Text under study =

Black-and-white Warbler (Mniotilta varia)

Black-and-white Warbler

[order] PASSERIFORMES | [family] Parulidae | [latin] Mniotilta varia | [UK] Black-and-white Warbler | [FR] Sylvette noir et blanc | [DE] Kletter-Waldsanger | [ES] Reinita Trepadora | [NL] Bonte Zanger


Genus Species subspecies Breeding Range Breeding Range 2 Non Breeding Range
Setophaga varia
Mniotilta varia NA n, e Mexico to Peru, West Indies

Physical charateristics

Slightly smaller than Blackpoll Warbler, with subtly different structure: rather longer bill with noticeably sharp culmen, shorter square tail, and long toes. Rather small but lithe, bark-creeping Nearctic warbler, with black upperparts striped white, and white underparts streaked black; white central crown-stripe diagnostic.

Listen to the sound of Black-and-white Warbler

[audio: Warbler.mp3]

Copyright remark: Most sounds derived from xeno-canto

wingspan min.: 20 cm wingspan max.: 22 cm
size min.: 11 cm size max.: 13 cm
incubation min.: 10 days incubation max.: 12 days
fledging min.: 8 days fledging max.: 12 days
broods: 1   eggs min.: 4  
      eggs max.: 6  


North America : North, East


Breeds across cool to warm temperate Nearctic lowlands, on hillsides or ravines in all woodland types from mature deciduous or mixed stands to (more locally) northern conifer forests and also second growth. Forages on main branches or trunks of trees, rather than in foliage.


Mniotilta varia typically breeds between April and August. Males arrive first in the spring. Soon after arriving, they set up territories and begin courting a mate. The courting male pursues the female intermittently over a long period of time, with much song and display of plumage. After pursuing the female, the male will perch near the female with fluttering wings.

The female is the principal nest builder. The nest is a cup, generally on the ground at the base of a tree or fallen log and concealed under dead leaves or branches. The nest is made of leaves, coarse grass, and other fine materials used for lining.
The female lays 4 to 6 (usually 5) white eggs that are flecked with brown and 16 to 18 mm long. Incubation, completed by the female only, takes 10 to 12 days. The male sometimes feeds the incubating female. Both parents feed the young and defend the nest. The young leave the nest 8 to 12 days after hatching. They remain in the parents’ territory for 2 to 3 weeks after fledging. Generally there is only one brood per year, although two broods per year is possible.

Material supplied =
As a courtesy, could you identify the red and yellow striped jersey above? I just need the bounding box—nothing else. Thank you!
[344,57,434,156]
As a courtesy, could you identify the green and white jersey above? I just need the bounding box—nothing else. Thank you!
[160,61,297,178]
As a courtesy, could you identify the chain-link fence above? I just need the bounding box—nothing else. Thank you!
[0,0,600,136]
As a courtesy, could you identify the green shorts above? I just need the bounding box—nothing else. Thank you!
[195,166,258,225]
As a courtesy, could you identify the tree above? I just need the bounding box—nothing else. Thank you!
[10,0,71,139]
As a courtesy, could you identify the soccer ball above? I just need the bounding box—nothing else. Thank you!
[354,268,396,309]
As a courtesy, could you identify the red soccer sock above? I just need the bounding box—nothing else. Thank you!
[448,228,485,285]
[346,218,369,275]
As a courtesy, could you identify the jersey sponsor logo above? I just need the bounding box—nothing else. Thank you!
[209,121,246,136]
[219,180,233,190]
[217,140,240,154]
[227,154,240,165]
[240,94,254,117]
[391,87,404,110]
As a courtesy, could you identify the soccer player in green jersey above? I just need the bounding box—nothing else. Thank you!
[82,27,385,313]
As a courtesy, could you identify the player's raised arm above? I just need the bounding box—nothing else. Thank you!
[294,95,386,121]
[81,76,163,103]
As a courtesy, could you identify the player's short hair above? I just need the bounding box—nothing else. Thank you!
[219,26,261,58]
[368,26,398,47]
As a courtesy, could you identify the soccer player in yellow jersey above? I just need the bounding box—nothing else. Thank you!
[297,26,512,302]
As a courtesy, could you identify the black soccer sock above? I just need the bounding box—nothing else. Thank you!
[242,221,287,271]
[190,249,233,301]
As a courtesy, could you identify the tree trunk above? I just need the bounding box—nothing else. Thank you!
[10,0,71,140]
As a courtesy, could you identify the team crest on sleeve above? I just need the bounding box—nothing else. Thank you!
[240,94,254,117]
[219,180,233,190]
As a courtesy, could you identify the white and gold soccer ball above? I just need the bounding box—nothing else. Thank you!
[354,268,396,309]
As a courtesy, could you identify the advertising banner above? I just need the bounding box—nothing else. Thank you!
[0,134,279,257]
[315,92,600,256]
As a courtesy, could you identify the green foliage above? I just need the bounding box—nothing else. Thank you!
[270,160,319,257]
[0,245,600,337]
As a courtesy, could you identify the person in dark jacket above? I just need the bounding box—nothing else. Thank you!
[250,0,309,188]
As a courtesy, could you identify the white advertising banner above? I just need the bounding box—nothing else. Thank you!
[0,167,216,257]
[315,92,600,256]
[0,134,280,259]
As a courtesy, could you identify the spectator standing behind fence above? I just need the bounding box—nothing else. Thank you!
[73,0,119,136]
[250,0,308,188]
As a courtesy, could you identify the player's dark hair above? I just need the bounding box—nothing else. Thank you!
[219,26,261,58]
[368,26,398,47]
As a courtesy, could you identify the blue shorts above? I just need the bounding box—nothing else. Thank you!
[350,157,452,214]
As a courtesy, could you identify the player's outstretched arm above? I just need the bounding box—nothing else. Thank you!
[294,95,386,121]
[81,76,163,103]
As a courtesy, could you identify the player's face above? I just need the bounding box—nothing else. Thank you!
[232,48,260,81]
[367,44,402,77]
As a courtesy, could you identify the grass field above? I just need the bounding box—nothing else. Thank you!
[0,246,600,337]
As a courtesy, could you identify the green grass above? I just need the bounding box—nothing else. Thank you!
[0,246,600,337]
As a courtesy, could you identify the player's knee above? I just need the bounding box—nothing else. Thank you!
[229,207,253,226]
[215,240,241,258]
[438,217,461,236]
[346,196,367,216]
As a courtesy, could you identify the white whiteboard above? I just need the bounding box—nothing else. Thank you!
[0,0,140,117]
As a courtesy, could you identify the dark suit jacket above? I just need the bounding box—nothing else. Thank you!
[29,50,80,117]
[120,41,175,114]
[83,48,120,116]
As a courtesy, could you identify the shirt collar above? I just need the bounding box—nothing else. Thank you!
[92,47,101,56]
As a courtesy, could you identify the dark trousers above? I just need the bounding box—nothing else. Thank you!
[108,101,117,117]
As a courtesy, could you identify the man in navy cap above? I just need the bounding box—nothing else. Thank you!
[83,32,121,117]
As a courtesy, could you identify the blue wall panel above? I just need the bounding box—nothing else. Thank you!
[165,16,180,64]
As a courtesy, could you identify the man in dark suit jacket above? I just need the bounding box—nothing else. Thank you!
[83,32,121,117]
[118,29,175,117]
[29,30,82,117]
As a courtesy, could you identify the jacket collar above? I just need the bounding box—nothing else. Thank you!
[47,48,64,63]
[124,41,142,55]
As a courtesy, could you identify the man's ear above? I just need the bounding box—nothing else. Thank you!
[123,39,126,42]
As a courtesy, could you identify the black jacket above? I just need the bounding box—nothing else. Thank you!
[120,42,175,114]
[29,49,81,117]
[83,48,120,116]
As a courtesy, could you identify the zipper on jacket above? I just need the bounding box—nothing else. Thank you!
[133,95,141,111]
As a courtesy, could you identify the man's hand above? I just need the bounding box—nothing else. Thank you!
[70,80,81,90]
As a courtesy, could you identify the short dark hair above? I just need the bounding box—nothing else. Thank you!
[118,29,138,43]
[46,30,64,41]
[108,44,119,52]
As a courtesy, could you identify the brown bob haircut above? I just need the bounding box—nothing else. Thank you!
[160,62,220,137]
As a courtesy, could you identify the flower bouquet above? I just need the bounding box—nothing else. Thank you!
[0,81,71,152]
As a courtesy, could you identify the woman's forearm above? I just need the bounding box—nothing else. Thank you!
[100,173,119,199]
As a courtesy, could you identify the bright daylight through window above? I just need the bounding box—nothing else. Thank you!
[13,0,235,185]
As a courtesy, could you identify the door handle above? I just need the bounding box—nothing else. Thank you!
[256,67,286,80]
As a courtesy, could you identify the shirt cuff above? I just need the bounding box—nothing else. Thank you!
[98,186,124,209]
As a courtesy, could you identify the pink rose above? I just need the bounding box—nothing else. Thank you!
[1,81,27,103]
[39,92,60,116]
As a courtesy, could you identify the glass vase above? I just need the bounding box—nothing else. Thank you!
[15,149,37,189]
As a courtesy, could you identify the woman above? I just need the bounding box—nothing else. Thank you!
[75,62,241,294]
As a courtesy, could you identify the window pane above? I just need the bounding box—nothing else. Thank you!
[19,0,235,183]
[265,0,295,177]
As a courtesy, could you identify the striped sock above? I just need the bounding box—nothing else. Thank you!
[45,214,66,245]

Work request 1 =
Rewrite as a bulleted list the paragraph of the warbler page that begins "Mniotilta varia typically breeds", keeping its main facts.
Work request 2 =
Rewrite everything in the warbler page from "Breeds across cool" down to "used for lining.", with "fallen leaves" in place of "dead leaves".
The records aren't needed for the work on the warbler page.

Expected output 1 =
- Breeding season: April to August.
- Males arrive first in spring, then set up territories and start courting.
- The courting male chases the female on and off over a long period, with much song and plumage display.
- Afterward he perches near her with fluttering wings.

Expected output 2 =
Breeds across cool to warm temperate Nearctic lowlands, on hillsides or ravines in all woodland types from mature deciduous or mixed stands to (more locally) northern conifer forests and also second growth. Forages on main branches or trunks of trees, rather than in foliage.


Mniotilta varia typically breeds between April and August. Males arrive first in the spring. Soon after arriving, they set up territories and begin courting a mate. The courting male pursues the female intermittently over a long period of time, with much song and display of plumage. After pursuing the female, the male will perch near the female with fluttering wings.

The female is the principal nest builder. The nest is a cup, generally on the ground at the base of a tree or fallen log and concealed under fallen leaves or branches. The nest is made of leaves, coarse grass, and other fine materials used for lining.